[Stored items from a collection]
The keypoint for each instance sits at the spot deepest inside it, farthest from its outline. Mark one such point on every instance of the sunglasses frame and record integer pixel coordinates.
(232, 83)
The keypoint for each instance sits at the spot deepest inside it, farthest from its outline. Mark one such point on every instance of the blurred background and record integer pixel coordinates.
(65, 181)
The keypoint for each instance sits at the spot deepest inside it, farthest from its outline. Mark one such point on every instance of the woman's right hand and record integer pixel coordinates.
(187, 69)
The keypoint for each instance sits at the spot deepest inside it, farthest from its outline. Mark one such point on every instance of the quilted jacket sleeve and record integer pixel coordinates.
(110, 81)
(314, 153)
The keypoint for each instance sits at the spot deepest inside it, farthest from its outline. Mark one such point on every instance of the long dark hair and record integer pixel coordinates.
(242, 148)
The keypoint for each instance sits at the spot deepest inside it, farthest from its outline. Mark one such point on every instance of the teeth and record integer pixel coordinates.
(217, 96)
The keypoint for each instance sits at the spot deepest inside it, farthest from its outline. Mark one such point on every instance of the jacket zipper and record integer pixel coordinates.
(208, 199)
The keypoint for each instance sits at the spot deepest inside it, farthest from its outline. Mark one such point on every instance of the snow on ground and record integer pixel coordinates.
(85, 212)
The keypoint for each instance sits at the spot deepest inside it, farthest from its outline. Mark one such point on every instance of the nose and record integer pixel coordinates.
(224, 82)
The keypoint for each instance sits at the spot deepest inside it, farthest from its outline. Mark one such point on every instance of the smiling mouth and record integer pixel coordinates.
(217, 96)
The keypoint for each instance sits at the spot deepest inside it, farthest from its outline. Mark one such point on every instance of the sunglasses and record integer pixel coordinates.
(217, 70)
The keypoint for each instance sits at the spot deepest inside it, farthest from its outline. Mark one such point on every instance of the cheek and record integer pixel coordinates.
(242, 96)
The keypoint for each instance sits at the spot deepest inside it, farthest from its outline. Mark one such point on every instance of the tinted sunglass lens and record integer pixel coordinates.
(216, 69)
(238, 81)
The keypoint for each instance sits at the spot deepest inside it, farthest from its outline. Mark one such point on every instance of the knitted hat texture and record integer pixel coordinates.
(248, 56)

_Task goal:_ Add 24 to every pixel coordinate in the answers for the part of the listing that opens with the line containing "cheek and record integer pixel coordinates." and closes with the end of the listing, both ends included. Give all of those lines again, the requests included.

_Exercise answer:_
The keypoint for each instance sits at the spot deepest inside it, farthest from its outline. Mark one such point on every instance of the cheek and record integer pixel coordinates.
(266, 120)
The keypoint for each instance sits at the spot deepest inside it, farthest from its outline. Mark one such point on every instance of the tinted sunglass lens and record integer pixel coordinates.
(240, 93)
(262, 105)
The keypoint for each instance sits at the spot deepest inside it, farthest from its outline. Mark one such point on every instance of the knitted hat texture and record integer pixel coordinates.
(272, 80)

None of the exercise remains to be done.